■ **PASSAGE TO READ**:
Start of Block

## Basic Data Processing with Pandas

### DataFrame Data Structures

`DataFrame` is the primary object in the `Pandas` library. It is conceptually a two-dimensional series object, where there's an index and multiple columns of content, with each column having a label.

You can think of the `DataFrame` as simply as a two-axes labeled array.

In [1]:
import pandas as pd

In [3]:
# School records for students
record1 = pd.Series({'Name': 'Alice',
                     'Class': 'Physics',
                     'Score': 85})

record2 = pd.Series({'Name': 'Jack',
                     'Class': 'Chemistry',
                     'Score': 82})

record3 = pd.Series({'Name': 'Helen',
                     'Class': 'Biology',
                     'Score': 90})

In [4]:
# Create a DataFrame using the individual Series as "rows"
df = pd.DataFrame([record1, record2, record3], index=['school1', 'school2', 'school3'])

df.head()

Unnamed: 0,Name,Class,Score
school1,Alice,Physics,85
school2,Jack,Chemistry,82
school3,Helen,Biology,90


In [8]:
# Create a DataFrame using dictionaries
students = [{'Name': 'Alice',
             'Class': 'Physics',
             'Score': 85},
             {'Name': 'Jack',
              'Class': 'Chemistry',
              'Score': 82},
             {'Name': 'Helen',
              'Class': 'Biology',
              'Score': 90}]

df = pd.DataFrame(students, index=['school1', 'school2', 'school1'])
df.head()

Unnamed: 0,Name,Class,Score
school1,Alice,Physics,85
school2,Jack,Chemistry,82
school1,Helen,Biology,90


In [9]:
# Using `.loc[]`
df.loc['school2']

Name          Jack
Class    Chemistry
Score           82
Name: school2, dtype: object

In [10]:
# Type of .loc is a Series
type(df.loc['school2'])

pandas.core.series.Series

In [11]:
# Non-unique values in the index will give different rows and type
df.loc['school1']

Unnamed: 0,Name,Class,Score
school1,Alice,Physics,85
school1,Helen,Biology,90


In [12]:
type(df.loc['school1'])

End of Block

■ **DATA SUPPLIED**:
Start of Block

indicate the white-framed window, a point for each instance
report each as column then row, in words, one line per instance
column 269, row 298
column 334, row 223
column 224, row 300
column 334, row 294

End of Block

■ **TASK OBJECTIVE**: Could you continue the pandas DataFrame tutorial that precedes the listing, starting right after its last line?

■ **RESPONSE BELOW**:
pandas.core.frame.DataFrame

In [13]:
# Select data based on multiple axes
df.loc['school1', 'Name']

school1    Alice
school1    Helen
Name: Name, dtype: object

In [14]:
# Pandas reserves the indexing operator for column selection. Columns always have a name --> Column projection
df['Name']

school1    Alice
school2     Jack
school1    Helen
Name: Name, dtype: object

In [15]:
# However you cannot use `.loc` for column projection
# df.loc['Name'] # Big error

In [16]:
# Use indexing to select the values for specific indexes and specific columns
df.loc['school1']['Name']

school1    Alice
school1    Helen
Name: Name, dtype: object

**Chaining**

In [17]:
# Chaining, by indexing, tends to cause Pandas to return a copy of the DataFrame instead of a view
df.loc[:, ['Name', 'Score']] # : all the rows, ['col1', 'col2']

Unnamed: 0,Name,Score
school1,Alice,85
school2,Jack,82
school1,Helen,90


**Dropping data**

In [18]:
# Drop function to delete data in Series and DataFrames: returns a copy of the DataFrame!
df.drop('school1') # A normal drop

Unnamed: 0,Name,Class,Score
school2,Jack,Chemistry,82


In [19]:
df # df still intact

Unnamed: 0,Name,Class,Score
school1,Alice,Physics,85
school2,Jack,Chemistry,82
school1,Helen,Biology,90


In [20]:
# Optional parameters for drop: inplace: updated inplace, axes: which should be dropped (default=0, i.e., rows)
copy_df = df.copy()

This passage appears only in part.